# Document text
%%
Dear Air India – What’s your Maharaja doing with an all-woman crew?

  • N Madhavan, Hindustan Times
  • Updated: Mar 08, 2016 13:20 IST
Captain Amrit Namdhari, Captain Kshamta Bajpayi , Captain Shubhangi Singh and Captain Ramya Kirti Gupta at a function to mark a Delhi -San Francisco flight with an all-women crew in New Delhi on March 5 (Vipin Kumar/Hindustan Times)

Dear Air India,

I am so glad that I hear positive news from you after so long. To mark International Women’s Day, your non-stop flight from Delhi to San Francisco on Monday had an all- woman crew. Wow! That’s 17 hours of pride.

I know, it kind of makes up for all the nasty bad press and ugly tweets we see about you. Often you are in the news because your flights get delayed, or sometimes in some act of surprise, completely skipped.
%%
# To-do list
• A. In the Air India letter, what route did the flight with an all-woman crew fly?
• B. Lay out the stretch of rows from the line containing "Where can you spot the grey" through the last of the rows as a numbered list, skipping blank lines.
The rows that follow are unrelated to the Air India letter.

[Entries from a dataset]
%%
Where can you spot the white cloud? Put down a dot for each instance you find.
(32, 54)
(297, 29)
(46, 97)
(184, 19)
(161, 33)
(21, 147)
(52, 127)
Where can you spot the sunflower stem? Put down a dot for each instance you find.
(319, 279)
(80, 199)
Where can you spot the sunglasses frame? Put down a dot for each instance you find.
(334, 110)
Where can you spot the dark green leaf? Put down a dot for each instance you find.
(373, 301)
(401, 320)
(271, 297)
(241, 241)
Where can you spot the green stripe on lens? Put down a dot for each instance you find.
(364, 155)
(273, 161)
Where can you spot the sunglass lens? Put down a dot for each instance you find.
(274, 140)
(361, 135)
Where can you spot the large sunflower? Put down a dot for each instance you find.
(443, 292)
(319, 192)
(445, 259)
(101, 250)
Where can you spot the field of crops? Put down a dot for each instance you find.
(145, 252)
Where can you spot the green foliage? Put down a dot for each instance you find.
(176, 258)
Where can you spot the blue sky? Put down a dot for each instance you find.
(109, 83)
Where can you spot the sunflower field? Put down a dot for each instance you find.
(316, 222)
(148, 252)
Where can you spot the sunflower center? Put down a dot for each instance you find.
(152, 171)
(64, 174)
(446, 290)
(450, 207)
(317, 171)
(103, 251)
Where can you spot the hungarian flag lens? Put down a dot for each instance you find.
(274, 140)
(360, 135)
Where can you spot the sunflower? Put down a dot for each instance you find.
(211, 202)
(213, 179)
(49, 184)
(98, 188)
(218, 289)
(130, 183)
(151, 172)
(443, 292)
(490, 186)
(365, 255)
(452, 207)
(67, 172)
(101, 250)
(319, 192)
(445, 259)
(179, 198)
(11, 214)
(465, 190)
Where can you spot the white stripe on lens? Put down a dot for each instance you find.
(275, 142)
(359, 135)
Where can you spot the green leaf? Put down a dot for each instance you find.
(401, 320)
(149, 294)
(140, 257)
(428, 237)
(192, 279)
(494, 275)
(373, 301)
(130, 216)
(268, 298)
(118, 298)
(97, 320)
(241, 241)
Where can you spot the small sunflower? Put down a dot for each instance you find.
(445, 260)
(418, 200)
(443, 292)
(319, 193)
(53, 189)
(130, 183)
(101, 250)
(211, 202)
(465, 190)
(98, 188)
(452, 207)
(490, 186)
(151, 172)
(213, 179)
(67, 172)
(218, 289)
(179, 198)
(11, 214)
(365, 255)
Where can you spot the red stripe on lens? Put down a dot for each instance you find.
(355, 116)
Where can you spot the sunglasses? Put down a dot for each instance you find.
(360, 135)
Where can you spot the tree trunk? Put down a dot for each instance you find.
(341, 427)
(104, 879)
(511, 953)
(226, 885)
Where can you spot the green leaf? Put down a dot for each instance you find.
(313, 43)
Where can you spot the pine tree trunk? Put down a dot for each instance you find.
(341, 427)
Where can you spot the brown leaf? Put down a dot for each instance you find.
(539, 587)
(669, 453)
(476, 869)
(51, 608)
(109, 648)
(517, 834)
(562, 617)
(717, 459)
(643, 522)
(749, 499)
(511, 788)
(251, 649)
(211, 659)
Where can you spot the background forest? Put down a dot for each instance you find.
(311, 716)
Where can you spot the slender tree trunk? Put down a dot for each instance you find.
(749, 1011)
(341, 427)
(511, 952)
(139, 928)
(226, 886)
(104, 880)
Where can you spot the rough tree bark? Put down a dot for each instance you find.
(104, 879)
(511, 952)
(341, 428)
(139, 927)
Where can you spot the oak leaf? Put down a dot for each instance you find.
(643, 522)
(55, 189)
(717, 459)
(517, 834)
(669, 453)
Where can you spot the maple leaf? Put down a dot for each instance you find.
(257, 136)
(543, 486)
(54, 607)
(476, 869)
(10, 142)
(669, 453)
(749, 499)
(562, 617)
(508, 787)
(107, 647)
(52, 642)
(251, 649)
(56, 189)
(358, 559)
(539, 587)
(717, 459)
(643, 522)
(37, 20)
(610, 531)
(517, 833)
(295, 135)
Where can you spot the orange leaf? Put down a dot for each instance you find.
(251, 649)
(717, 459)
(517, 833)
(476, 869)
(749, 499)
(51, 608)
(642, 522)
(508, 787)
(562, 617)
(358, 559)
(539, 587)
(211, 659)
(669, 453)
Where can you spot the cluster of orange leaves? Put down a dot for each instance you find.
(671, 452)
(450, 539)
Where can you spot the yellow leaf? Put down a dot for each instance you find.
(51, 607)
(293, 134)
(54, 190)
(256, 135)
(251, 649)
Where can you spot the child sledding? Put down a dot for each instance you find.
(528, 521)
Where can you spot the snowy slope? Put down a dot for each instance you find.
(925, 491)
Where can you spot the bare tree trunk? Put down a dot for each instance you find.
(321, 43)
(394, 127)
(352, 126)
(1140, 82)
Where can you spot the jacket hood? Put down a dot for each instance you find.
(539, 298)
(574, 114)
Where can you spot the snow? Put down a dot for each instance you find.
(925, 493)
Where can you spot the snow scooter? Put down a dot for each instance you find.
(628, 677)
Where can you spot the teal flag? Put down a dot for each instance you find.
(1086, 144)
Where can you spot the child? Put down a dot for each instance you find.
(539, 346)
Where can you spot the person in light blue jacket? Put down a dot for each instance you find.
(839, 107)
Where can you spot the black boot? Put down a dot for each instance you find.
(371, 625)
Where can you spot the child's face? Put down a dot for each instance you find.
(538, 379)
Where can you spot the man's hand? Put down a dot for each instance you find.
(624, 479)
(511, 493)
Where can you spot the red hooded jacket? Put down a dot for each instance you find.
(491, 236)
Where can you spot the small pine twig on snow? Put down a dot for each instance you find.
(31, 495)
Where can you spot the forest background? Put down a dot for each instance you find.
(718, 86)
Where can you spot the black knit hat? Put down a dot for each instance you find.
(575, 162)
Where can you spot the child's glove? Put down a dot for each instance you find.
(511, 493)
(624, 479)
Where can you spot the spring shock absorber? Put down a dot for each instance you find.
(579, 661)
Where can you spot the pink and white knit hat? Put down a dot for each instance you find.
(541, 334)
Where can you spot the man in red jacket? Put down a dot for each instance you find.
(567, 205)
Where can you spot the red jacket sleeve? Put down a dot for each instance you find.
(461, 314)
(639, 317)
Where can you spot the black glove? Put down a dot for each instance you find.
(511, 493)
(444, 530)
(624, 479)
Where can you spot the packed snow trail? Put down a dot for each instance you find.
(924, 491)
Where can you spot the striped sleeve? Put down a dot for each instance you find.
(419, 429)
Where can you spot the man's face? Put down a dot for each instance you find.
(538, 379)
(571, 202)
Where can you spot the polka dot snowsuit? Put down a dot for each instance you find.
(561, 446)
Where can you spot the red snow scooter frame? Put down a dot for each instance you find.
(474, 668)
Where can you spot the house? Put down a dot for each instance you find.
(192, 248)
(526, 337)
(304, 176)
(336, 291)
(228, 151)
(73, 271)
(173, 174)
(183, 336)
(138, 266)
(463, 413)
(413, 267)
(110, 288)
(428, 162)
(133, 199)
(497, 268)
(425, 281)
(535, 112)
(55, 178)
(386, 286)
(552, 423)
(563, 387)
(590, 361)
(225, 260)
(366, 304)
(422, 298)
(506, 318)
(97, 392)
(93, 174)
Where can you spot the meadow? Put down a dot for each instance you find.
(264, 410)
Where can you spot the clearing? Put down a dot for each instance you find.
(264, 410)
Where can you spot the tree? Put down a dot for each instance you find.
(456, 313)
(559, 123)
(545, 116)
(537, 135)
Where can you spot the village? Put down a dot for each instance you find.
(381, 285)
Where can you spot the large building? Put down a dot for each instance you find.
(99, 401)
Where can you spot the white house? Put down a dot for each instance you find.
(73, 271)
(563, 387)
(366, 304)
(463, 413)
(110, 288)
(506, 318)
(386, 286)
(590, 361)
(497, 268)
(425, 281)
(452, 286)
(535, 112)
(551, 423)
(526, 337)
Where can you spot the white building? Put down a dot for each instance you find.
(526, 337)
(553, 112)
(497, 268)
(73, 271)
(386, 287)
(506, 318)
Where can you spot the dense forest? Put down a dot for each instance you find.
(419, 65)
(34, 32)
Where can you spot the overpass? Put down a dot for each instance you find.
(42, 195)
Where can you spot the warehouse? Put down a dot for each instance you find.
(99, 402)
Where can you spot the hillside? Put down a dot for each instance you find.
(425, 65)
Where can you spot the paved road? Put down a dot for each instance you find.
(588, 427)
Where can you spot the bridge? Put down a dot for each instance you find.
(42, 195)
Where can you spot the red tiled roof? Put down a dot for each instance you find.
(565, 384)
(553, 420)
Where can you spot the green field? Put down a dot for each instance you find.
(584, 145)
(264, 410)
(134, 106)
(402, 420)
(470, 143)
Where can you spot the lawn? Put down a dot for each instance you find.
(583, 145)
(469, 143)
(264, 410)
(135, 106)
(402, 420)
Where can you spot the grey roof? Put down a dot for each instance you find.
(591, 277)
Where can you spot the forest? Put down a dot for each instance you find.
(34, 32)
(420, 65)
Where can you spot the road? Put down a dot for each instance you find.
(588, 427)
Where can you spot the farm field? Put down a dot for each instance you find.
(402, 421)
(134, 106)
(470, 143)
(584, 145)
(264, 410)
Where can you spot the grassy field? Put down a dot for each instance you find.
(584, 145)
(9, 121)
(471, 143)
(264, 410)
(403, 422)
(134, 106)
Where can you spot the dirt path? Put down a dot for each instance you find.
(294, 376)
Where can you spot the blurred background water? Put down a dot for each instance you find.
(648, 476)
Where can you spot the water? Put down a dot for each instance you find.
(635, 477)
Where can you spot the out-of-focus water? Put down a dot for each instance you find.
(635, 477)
%%
# Answers for this exercise
• A. It flew non-stop from Delhi to San Francisco.

• B.
1. Where can you spot the grey roof? Put down a dot for each instance you find.
2. (591, 277)
3. Where can you spot the forest? Put down a dot for each instance you find.
4. (34, 32)
5. (420, 65)
6. Where can you spot the road? Put down a dot for each instance you find.
7. (588, 427)
8. Where can you spot the farm field? Put down a dot for each instance you find.
9. (402, 421)
10. (134, 106)
11. (470, 143)
12. (584, 145)
13. (264, 410)
14. Where can you spot the grassy field? Put down a dot for each instance you find.
15. (584, 145)
16. (9, 121)
17. (471, 143)
18. (264, 410)
19. (403, 422)
20. (134, 106)
21. Where can you spot the dirt path? Put down a dot for each instance you find.
22. (294, 376)
23. Where can you spot the blurred background water? Put down a dot for each instance you find.
24. (648, 476)
25. Where can you spot the water? Put down a dot for each instance you find.
26. (635, 477)
27. Where can you spot the out-of-focus water? Put down a dot for each instance you find.
28. (635, 477)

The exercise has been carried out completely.